→ ABOUT THIS TASK
Only what runs from the line with "Audit flag: the sandy" to the final line of the records below should be given again, word for word.
-- DATA PROVIDED follows --
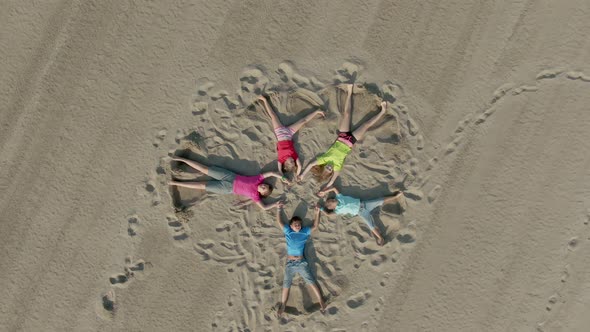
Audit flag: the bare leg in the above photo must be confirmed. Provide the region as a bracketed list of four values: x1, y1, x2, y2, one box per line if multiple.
[351, 101, 388, 141]
[307, 284, 327, 313]
[338, 84, 354, 132]
[278, 287, 290, 316]
[383, 190, 404, 205]
[168, 181, 206, 190]
[172, 156, 210, 175]
[287, 110, 325, 133]
[371, 228, 385, 246]
[258, 96, 284, 130]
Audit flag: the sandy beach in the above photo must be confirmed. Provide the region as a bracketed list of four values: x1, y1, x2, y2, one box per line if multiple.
[1, 1, 590, 331]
-- DATA PROVIDED concluded --
→ EXPECTED ANSWER
Audit flag: the sandy beach in the above photo must be confirmed. Provide the region as a bracketed list of four values: x1, y1, x2, y2, one box per line if multiple.
[1, 1, 590, 331]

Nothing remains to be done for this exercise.